◆ **How to complete this task**
Repeat the data in full. Drop every picture.

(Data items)
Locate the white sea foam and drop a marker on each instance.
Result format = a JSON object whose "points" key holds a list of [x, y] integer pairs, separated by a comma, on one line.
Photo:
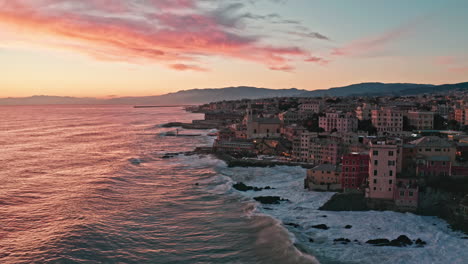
{"points": [[444, 245]]}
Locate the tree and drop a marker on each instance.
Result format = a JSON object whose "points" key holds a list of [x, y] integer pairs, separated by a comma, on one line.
{"points": [[406, 125], [312, 123], [366, 125], [453, 125], [440, 123]]}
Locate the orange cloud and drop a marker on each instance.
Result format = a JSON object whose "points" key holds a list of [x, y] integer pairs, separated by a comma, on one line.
{"points": [[153, 33], [376, 43]]}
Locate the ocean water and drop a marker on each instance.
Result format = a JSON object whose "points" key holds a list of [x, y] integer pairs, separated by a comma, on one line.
{"points": [[89, 184]]}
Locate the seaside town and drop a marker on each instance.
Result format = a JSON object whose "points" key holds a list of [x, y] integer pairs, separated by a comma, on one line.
{"points": [[407, 153]]}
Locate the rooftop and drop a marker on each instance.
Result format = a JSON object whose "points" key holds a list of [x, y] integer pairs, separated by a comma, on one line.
{"points": [[432, 142]]}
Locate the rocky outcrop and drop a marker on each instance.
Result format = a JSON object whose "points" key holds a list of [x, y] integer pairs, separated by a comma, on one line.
{"points": [[269, 199], [378, 242], [342, 240], [401, 241], [292, 224], [321, 226], [240, 186], [346, 202], [420, 242]]}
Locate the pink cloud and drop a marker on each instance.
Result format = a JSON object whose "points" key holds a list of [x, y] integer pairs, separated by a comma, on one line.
{"points": [[451, 64], [374, 44], [282, 68], [165, 36], [185, 67], [444, 60], [318, 60], [459, 69]]}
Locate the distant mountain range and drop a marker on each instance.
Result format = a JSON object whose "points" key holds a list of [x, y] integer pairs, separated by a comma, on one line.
{"points": [[200, 96]]}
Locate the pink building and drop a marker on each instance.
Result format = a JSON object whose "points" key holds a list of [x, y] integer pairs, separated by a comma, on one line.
{"points": [[407, 194], [387, 121], [311, 106], [355, 170], [384, 164], [338, 121], [421, 120], [324, 152], [433, 166]]}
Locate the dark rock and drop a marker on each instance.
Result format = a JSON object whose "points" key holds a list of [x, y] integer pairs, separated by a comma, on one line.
{"points": [[345, 202], [342, 240], [292, 224], [269, 199], [321, 226], [401, 241], [379, 242], [240, 186], [420, 242]]}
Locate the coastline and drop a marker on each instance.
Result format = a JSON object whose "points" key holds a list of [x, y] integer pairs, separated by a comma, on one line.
{"points": [[301, 216], [345, 236]]}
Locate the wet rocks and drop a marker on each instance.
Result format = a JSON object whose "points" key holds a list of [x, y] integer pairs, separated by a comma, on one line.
{"points": [[401, 241], [135, 161], [240, 186], [269, 199], [292, 224], [378, 242], [420, 242], [342, 240], [321, 226]]}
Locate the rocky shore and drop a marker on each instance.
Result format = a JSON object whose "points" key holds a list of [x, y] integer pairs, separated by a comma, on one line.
{"points": [[448, 212]]}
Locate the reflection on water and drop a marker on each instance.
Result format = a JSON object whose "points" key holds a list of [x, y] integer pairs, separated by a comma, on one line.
{"points": [[70, 192]]}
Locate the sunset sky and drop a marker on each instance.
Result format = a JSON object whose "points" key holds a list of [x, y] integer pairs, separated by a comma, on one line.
{"points": [[108, 48]]}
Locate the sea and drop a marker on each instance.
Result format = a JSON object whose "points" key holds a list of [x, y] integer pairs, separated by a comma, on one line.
{"points": [[94, 184]]}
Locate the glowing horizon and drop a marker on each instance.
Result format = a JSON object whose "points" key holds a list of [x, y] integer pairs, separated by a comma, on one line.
{"points": [[103, 48]]}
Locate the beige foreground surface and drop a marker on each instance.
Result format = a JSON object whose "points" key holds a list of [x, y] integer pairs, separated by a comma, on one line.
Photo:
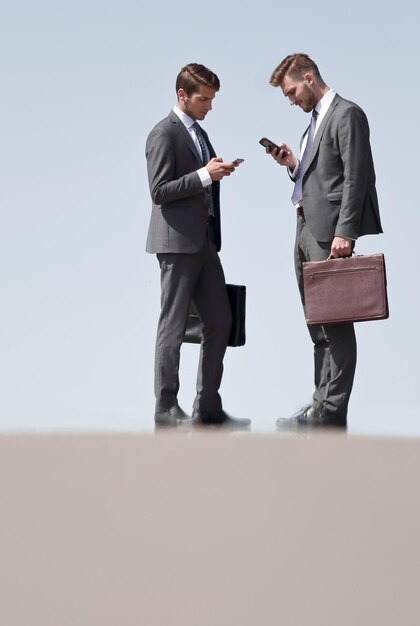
{"points": [[209, 529]]}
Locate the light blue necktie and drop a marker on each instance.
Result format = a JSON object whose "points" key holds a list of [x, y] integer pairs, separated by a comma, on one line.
{"points": [[204, 158], [200, 139], [297, 191]]}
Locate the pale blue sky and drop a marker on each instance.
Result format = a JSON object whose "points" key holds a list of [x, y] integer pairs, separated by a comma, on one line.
{"points": [[82, 85]]}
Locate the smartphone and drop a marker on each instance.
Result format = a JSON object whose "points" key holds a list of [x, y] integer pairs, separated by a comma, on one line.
{"points": [[267, 143]]}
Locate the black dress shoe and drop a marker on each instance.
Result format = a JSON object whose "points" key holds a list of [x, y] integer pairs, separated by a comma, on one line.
{"points": [[220, 418], [173, 417], [312, 417]]}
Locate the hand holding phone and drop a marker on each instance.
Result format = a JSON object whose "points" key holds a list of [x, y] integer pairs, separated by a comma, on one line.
{"points": [[267, 143]]}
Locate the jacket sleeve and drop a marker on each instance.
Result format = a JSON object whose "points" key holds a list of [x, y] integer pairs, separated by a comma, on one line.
{"points": [[355, 152]]}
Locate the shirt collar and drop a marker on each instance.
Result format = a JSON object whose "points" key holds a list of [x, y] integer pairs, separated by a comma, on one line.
{"points": [[325, 102], [185, 119]]}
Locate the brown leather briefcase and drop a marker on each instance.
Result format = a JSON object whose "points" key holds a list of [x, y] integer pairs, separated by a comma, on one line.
{"points": [[351, 289], [237, 301]]}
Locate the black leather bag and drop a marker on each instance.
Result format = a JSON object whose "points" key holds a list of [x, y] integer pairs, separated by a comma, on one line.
{"points": [[237, 299], [351, 289]]}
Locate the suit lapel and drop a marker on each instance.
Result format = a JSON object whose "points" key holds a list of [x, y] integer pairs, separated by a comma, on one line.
{"points": [[321, 129], [183, 132]]}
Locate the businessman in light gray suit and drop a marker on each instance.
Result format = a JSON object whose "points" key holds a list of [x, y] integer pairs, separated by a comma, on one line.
{"points": [[184, 179], [336, 202]]}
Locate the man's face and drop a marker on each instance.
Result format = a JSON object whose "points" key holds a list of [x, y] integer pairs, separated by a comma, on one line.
{"points": [[300, 92], [198, 104]]}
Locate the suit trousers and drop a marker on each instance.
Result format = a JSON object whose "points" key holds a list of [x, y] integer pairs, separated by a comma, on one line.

◆ **Problem solution**
Locate the white sea foam and drop a marker on each instance.
Result format = a JSON object whose "points" key holds a list of [x, y] integer pairs, separated by a comma, on one line.
Photo:
{"points": [[444, 245]]}
Locate the tree and drop a marker on each instance.
Result format = a JSON object whose "points" key holds a list of [x, y] integer pairs, separated by a comma, on one line.
{"points": [[406, 125], [312, 123], [366, 125], [453, 125], [440, 123]]}
Locate the orange cloud and drop a marker on each instance.
Result format = a JSON object whose "points" key holds a list of [x, y] integer pairs, separated by a comma, on one line.
{"points": [[153, 33], [376, 43]]}
Locate the ocean water and drop a marker on each instance.
Result format = a JSON object whose "points" key holds a list of [x, y] integer pairs, separated by a comma, on one line.
{"points": [[89, 184]]}
Locate the seaside town and drop a marker on each instance.
Result format = a JSON object whose "points" key holds a list of [x, y] integer pairs, separated by a comma, on one line.
{"points": [[407, 153]]}
Locate the rooftop and drop a marker on each instance.
Result format = a JSON object whose "points" key holds a list of [x, y] integer pairs, separated by a comma, on one line.
{"points": [[432, 142]]}
Locate the rocky outcrop and drop a marker on each instance.
Result format = a JSON object whose "points" key holds a list of [x, y] integer pairs, separated by a comma, on one line.
{"points": [[269, 199], [378, 242], [342, 240], [401, 241], [292, 224], [321, 226], [240, 186], [346, 202], [420, 242]]}
Locate the pink cloud and drop a marker on each instance.
Result format = a JSON object whose "points" key holds a list of [x, y] integer pairs, separated by a comma, on one line.
{"points": [[451, 64], [374, 44], [282, 68], [165, 36], [185, 67], [444, 60], [318, 60], [459, 69]]}
Locate the distant mountain range and drop a marker on each instance.
Result format = a JSON object whose "points" key holds a list of [x, y] integer pairs, separated by a comma, on one line.
{"points": [[200, 96]]}
Locate the pink building and drop a marker on each instance.
Result format = a JSON object whose "points" key holds a list of [x, y] integer pairs, separated by a comma, on one line.
{"points": [[407, 194], [387, 121], [311, 106], [355, 170], [384, 164], [338, 121], [421, 120], [324, 152], [433, 166]]}
Locate the dark rock and drop a marker on each instance.
Result format = a JSON object whose "points" key holds a list of [x, y] integer pairs, separated by a comma, on one line.
{"points": [[345, 202], [342, 240], [292, 224], [269, 199], [321, 226], [401, 241], [379, 242], [240, 186], [420, 242]]}
Locate the coastline and drop a marker on each instance.
Result format = a JSON object whose "points" key holds a list of [x, y] integer pairs, separated by a comma, on one line.
{"points": [[301, 216], [345, 236]]}
Locate the wet rocks and drop a marker on each instance.
Result format = a JSON object whose "points" key holds a list of [x, y] integer pairs, separated by a comma, on one line.
{"points": [[401, 241], [135, 161], [240, 186], [269, 199], [292, 224], [378, 242], [420, 242], [342, 240], [321, 226]]}
Locate the rocky shore and drop a marker on each instance.
Result format = a JSON object whose "points" key holds a list of [x, y] integer pairs, separated by a comma, on one line.
{"points": [[448, 212]]}
Locate the reflection on water and drop a marker on each instance.
Result format = a JSON object whose "points" key holds a list of [x, y] integer pairs, separated by a comma, on one line.
{"points": [[70, 192]]}
Locate the sunset sky and drop a marker on each instance.
Result format = a JSON object whose "points" key holds a list of [x, y] integer pairs, separated by a comma, on one line.
{"points": [[108, 48]]}
Locate the sea and drop a marker on each instance.
Result format = a JSON object whose "points" key holds a list of [x, y] integer pairs, separated by a comma, on one line.
{"points": [[94, 184]]}
Locate the glowing horizon and drop a marker on each instance.
Result format = a JSON object whose "points" key holds a list of [x, y] integer pairs, separated by a comma, on one line.
{"points": [[103, 48]]}
Locate the beige foreground surface and drop a marker on each instance.
Result format = a JSON object whose "points" key holds a list of [x, y] integer pairs, separated by a comma, on one line.
Photo:
{"points": [[209, 529]]}
Locate the light blue necktie and drop a marker on each instance.
Result format = a JSON object whose "points" key holds a list of [x, y] integer pairs, separated by a comma, on one line.
{"points": [[204, 158], [200, 139], [297, 191]]}
Locate the pale blue sky and drop a marker on each instance.
Result format = a JSON object whose "points" key holds a list of [x, y] integer pairs, separated by a comma, on one line.
{"points": [[82, 85]]}
Locate the smartphone and drop a marker on each instance.
Result format = a JSON object whose "points" key holds a list of [x, y] integer pairs, separated by a comma, on one line.
{"points": [[267, 143]]}
Locate the black dress shoe and drop a marker on each instance.
Result format = a JSON object whose "points" key holds a list of [x, y] integer pairs, separated by a comma, on one line.
{"points": [[220, 418], [173, 417], [312, 417]]}
Locate the hand holding phone and drop a marker on each instance.
Result format = a JSON object whose "points" key holds a list of [x, y] integer pairs, separated by a comma, on one line.
{"points": [[267, 143]]}
Locate the jacket sleeve and drop a marker on each instance.
Result format = a JSON object whose "points" key holds a list of [x, y] integer pairs, separated by a comma, on one line.
{"points": [[355, 152]]}
Locate the shirt collar and drop a marker on each instance.
Result format = a JSON object whose "points" key holds a list of [x, y] integer pairs, separated by a comma, on one line.
{"points": [[325, 102], [185, 119]]}
Locate the brown leather briefcase and drop a marker on each instance.
Result format = a JSON object whose "points" key holds a list of [x, y] integer pairs, separated by a comma, on one line.
{"points": [[351, 289], [237, 301]]}
Locate the black leather bag and drop a marker on each instance.
Result format = a JSON object whose "points" key holds a list of [x, y] integer pairs, separated by a comma, on one line.
{"points": [[237, 299], [351, 289]]}
Locate the suit lapel and drop a marker on each instance.
Result format = a JSON object whose "points" key holds a list of [x, y] integer pairs, separated by a comma, on one line.
{"points": [[321, 129], [183, 132]]}
Locate the businessman in light gray suit and drop a marker on each instance.
Result format = a JSON object whose "points" key holds a list of [x, y] integer pairs, separated by a comma, on one line.
{"points": [[184, 179], [336, 202]]}
Locate the man's face and drop a marker on each instance.
Result format = a JSON object whose "points" key holds a list of [x, y] integer pairs, separated by a comma, on one line.
{"points": [[300, 92], [198, 104]]}
Locate the suit trousers and drop a marker on each instance.
Result format = a JSON object whose "points" key holds a list of [x, y] integer pairs, separated by a comma, on one line.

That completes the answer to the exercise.